## start Selection

Lifeguard electrocuted after contacting an energized pump motor housing.
NIOSH 1995 Feb; :1-4
On June 14, 1994, a 20 year-old male lifeguard was electrocuted after entering the pump room of a swimming pool at an apartment complex. The victim had just checked in for work and had taken a brief swim before going into the pump room to begin his pool maintenance duties. As he apparently tried to adjust the chlorine pump, his leg contacted the metal pump housing that had been energized with 220 volts. He was shocked and cried out for help before falling unconscious in the pump room. Despite rescue efforts, he was pronounced dead 2 hours after the incident. An inspection of the pump found that faulty wiring and grounding allowed the pump housing to become energized. NJDOH FACE investigators concluded that, in order to prevent similar incidents in the future, these safety guidelines should be followed: 1. Employers should maintain all equipment in safe operating condition. 2. State agencies should require that all swimming pool electrical systems be fitted with ground fault circuit interruptors. 3. State agencies should require that all swimming pool electrical systems receive periodic electrical inspections. 4. Certified pool managers and lifeguards should be provided with training that includes discussions of electrical hazards. 5. Employers should ensure that electrical controls are located where they can be easily and safely operated.

## end Selection

List the safety guidelines that the lifeguard electrocution report recommends to prevent similar incidents. Answer using only the lifeguard electrocution report.

## start Extracted records

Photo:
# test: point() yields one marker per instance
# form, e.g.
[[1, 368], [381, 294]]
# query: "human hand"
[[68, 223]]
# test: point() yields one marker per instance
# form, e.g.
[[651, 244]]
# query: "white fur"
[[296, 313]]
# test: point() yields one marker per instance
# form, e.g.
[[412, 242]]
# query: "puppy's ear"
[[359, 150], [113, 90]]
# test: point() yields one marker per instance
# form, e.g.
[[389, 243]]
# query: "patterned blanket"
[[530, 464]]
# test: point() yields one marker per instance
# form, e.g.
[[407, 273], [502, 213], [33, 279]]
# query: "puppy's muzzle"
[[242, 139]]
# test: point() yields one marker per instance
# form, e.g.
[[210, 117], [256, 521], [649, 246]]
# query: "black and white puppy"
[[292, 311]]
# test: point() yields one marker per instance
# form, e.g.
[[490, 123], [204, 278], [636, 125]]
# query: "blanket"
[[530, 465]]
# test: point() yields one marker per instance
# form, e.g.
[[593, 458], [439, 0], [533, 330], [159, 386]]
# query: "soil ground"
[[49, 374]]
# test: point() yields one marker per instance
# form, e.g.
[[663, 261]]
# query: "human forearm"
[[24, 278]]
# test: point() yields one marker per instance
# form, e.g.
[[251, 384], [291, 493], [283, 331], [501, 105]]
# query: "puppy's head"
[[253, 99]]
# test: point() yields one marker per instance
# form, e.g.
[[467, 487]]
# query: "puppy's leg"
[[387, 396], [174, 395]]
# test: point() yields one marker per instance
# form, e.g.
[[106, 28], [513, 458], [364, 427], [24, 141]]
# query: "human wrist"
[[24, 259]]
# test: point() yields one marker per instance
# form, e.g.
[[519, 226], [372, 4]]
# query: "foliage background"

## end Extracted records

▶ [Exercise output]:
1. Employers should maintain all equipment in safe operating condition.
2. State agencies should require that all swimming pool electrical systems be fitted with ground fault circuit interruptors.
3. State agencies should require that all swimming pool electrical systems receive periodic electrical inspections.
4. Certified pool managers and lifeguards should be provided with training that includes discussions of electrical hazards.
5. Employers should ensure that electrical controls are located where they can be easily and safely operated.